Entradas de contornos de regiones:
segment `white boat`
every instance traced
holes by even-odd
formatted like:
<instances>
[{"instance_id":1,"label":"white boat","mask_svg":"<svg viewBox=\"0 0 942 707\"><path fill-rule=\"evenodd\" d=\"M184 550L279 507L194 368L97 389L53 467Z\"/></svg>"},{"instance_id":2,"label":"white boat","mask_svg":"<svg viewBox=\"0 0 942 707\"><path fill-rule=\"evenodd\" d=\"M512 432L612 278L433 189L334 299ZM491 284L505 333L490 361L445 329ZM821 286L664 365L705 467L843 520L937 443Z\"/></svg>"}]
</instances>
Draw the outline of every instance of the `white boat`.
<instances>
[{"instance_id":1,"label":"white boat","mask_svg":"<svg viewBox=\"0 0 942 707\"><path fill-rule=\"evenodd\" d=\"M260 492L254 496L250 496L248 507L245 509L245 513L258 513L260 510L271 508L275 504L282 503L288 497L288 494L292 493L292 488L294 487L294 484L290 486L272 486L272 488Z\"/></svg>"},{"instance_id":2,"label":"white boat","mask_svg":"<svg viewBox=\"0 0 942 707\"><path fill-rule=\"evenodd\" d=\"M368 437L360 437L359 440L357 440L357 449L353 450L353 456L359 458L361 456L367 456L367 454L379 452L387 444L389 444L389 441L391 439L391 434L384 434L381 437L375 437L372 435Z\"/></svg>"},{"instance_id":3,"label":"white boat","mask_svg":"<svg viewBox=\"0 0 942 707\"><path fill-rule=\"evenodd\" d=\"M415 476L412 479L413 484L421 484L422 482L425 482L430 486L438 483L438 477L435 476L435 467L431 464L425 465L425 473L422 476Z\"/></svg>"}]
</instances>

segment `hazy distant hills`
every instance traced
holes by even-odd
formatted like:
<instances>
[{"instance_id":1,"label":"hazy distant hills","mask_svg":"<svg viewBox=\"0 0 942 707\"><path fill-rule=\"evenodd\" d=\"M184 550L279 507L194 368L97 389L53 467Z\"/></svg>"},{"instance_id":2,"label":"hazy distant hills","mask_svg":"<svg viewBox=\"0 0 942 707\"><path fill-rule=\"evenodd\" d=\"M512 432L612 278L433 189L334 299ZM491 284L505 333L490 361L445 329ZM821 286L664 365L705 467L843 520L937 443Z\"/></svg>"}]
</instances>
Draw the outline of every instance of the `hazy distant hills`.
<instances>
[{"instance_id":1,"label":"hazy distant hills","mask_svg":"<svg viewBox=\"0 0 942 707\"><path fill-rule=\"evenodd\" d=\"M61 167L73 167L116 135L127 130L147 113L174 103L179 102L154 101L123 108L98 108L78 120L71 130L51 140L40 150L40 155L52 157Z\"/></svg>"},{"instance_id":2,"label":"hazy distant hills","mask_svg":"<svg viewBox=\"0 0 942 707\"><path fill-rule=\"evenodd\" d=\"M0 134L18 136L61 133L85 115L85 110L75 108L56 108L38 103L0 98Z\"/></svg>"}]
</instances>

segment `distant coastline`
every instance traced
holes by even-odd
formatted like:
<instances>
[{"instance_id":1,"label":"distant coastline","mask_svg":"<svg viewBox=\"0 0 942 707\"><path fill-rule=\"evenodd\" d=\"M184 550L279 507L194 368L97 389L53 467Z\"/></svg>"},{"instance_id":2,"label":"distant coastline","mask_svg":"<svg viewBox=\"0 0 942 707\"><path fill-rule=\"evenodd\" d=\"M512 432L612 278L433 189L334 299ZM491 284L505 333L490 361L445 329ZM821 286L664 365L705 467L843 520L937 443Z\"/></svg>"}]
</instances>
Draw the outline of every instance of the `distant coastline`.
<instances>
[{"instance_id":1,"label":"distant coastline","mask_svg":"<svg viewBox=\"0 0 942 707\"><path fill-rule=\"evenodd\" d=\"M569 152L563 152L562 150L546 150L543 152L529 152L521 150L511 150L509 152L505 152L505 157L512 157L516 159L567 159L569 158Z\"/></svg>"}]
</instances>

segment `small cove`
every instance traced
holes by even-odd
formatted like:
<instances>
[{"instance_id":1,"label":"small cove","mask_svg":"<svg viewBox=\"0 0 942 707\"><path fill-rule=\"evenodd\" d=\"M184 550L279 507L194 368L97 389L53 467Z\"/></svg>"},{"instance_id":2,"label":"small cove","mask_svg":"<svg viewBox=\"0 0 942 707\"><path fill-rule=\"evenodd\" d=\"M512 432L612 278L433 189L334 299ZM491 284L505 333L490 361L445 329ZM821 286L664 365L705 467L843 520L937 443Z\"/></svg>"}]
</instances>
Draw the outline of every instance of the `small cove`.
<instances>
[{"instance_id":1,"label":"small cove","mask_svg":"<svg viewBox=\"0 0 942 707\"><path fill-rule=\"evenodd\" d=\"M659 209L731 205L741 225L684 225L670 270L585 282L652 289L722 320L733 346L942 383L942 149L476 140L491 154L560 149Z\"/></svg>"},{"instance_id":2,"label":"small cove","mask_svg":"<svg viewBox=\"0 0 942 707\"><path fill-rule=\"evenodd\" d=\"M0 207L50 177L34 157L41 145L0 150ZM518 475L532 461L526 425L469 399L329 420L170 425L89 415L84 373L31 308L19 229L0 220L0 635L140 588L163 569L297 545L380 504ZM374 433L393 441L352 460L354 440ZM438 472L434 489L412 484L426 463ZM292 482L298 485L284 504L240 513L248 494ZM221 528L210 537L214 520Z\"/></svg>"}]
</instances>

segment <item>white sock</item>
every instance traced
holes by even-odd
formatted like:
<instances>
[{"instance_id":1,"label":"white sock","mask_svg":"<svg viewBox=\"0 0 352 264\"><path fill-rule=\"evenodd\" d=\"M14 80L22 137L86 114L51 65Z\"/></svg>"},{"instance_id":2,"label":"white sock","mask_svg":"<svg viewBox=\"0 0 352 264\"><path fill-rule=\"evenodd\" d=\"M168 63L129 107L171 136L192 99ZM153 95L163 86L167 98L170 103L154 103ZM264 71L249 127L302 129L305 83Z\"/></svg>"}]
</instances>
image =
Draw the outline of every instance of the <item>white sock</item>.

** Objetivo planteado **
Muestra todas las líneas de arriba que contienen la palabra "segment". Distingue entre mayúsculas y minúsculas.

** Respuesta final **
segment `white boat`
segment `hazy distant hills`
segment `distant coastline`
segment `small cove`
segment <item>white sock</item>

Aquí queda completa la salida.